> _Set exercise_
Print the data exactly, leaving nothing out.

A run of records
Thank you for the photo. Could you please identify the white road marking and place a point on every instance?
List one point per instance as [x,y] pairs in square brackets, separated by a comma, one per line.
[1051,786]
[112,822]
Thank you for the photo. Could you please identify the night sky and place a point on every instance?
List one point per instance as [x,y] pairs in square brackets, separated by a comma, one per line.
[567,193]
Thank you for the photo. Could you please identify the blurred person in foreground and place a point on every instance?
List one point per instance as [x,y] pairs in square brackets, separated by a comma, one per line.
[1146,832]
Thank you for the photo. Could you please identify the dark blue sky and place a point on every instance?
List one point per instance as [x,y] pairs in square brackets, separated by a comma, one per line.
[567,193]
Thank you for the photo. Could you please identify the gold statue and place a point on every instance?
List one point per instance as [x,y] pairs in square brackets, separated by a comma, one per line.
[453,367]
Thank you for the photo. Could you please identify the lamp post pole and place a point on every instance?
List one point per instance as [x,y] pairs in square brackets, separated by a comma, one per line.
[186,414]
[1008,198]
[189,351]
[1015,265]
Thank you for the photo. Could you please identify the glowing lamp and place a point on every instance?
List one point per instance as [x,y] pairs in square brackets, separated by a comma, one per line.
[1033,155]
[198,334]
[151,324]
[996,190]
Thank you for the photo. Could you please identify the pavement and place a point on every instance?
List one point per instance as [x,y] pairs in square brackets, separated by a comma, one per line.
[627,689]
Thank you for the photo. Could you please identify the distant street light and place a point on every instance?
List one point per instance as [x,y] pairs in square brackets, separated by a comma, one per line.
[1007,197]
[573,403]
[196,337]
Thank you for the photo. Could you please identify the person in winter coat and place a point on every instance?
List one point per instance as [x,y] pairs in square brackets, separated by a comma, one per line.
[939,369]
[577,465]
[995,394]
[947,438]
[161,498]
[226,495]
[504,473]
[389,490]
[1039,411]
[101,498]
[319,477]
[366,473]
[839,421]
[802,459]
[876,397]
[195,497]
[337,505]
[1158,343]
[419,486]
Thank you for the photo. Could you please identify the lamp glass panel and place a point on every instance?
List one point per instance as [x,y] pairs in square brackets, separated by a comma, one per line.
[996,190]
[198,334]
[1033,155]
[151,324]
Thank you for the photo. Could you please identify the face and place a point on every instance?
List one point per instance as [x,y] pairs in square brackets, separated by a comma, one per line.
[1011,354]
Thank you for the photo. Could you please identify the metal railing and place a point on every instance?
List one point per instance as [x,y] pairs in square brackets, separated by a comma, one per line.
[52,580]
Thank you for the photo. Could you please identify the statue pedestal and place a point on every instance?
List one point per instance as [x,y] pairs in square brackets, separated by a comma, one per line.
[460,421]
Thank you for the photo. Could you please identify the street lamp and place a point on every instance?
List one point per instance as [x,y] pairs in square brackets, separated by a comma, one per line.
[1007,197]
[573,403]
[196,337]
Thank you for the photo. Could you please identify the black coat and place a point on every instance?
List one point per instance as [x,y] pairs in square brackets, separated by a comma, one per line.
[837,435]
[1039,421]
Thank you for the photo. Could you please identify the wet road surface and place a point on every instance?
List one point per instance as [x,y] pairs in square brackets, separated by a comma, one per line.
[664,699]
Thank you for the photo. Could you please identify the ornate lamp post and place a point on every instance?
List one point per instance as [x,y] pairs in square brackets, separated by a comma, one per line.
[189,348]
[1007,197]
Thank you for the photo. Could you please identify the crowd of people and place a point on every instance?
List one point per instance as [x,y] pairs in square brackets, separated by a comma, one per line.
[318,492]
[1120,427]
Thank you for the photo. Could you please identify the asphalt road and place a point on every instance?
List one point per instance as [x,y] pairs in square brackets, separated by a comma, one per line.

> _Task result_
Thank you for the photo. Could you please identify the white road marking and place a point on every instance?
List one point per instance as [x,y] pairs in square brackets, separated by a comma, one per line.
[1051,786]
[112,822]
Thank you for the photo. Could you please identify the night sky and place a point on every instance?
List one point per instance as [x,y] pairs in square brackets, separated by a comma, one per line.
[567,193]
Thank you for the photo. Could you please identify the blurred person in foreground and place a point on every instance?
List one point per instance as [x,y] pairs in square brackets, separated by a comma, one per line.
[1146,832]
Thank you for the photo. Could you please identify the dark blue sky and place a point on every instance?
List one point per instance as [x,y] pairs in square brackets, separated by a comma, one per line.
[567,193]
Thank you for the photo. Could you please identify the gold statue and place a point on every instance?
List one point per instance as [x,y] pairs in square brackets, separated by a comma, one per line.
[453,367]
Thank you for the photo. Could you please identify the lamp post pole and place a point on every instance?
List one point per instance as [x,y] pairs in square brackets, separated by a comma, one per line.
[186,414]
[1008,198]
[189,351]
[1015,265]
Thank you for the photo. Could you please identify the glowing lamp and place a point on every instance?
List one point per instance as [x,y] pairs in square brackets, separated by a comma, one per line.
[1033,155]
[198,334]
[151,324]
[996,190]
Thank you for the photo. Could you please identify the pavement and place a point on every instance?
List one point per instance as [x,y] pairs in square brackets, separated by a comma, one per line.
[627,689]
Thank you for the photo. Could you please identify the distant street light and place a point on every instance?
List one point per instance as [x,y] pairs in square brackets, separated by a comma, one per line.
[1007,197]
[573,403]
[196,337]
Thank you for the photo. Could you please identify the person in winter coat and place a point on every instance?
List one point per instance as [x,y] pairs in square brackets, separated by a comma, one per line.
[939,369]
[577,465]
[995,394]
[947,438]
[161,498]
[226,495]
[504,473]
[389,490]
[1039,411]
[101,498]
[319,477]
[366,473]
[839,421]
[802,459]
[876,397]
[195,497]
[337,505]
[1158,343]
[419,486]
Thank you for the photo. Could you please identify the lamp glass panel and place a point on every instance?
List one point per instance as [x,y] pairs in square brackets, separated by a comma, one per line.
[996,190]
[198,334]
[1033,155]
[151,324]
Thank you for the photo. Could you please identify the face and place a point on every instance?
List one point per instance as [x,y] pairs in square brackets, separated by a comma, one per line.
[1011,354]
Thank you for the photo. Could you please identify the metal railing and place a point on every instance?
List one point per instance as [x,y] pairs in square brackets, separated by a comma, one per line.
[52,580]
Thank you for the photo. Could you please identify the statue pedestal and place a point on every instance?
List one point per instance as [x,y] pairs in square brackets, separated by a comma, one per line.
[460,421]
Thank you for the photo. Could you please identify the street lamp and place a point on every instance?
List one point per instance as [x,y] pairs in square brackets, separated by a comma, one per line.
[1007,197]
[573,403]
[196,337]
Thank you for the photo. Could you please identify the black coat and place a point on every instance?
List one point per instance as [x,y] pairs in square brackets, separated by a comma, one per line.
[837,435]
[1039,421]
Thank you for the photo. Could you please identify the wet road surface and place a point on every instance?
List one point per instance as [x,y] pairs in square brackets, separated by a comma, one per line.
[664,699]
Thank you for the photo. Could you please identify the ornate lamp post and place a point on every instance?
List one point per instance as [x,y] pairs in square brackets, separated by a comma, one per line.
[189,348]
[1007,197]
Thank you for the photo. Could you please identify the crowd of people and place a point on every instance?
List one point per instance as [x,y] pairs in square brackets, separated by a comma, one per line.
[318,492]
[1120,427]
Thank you for the photo. Could you please identify the asphalt road and place a point on every instance?
List one point per instance as [x,y] pairs in square brackets, separated by a comma, one per line.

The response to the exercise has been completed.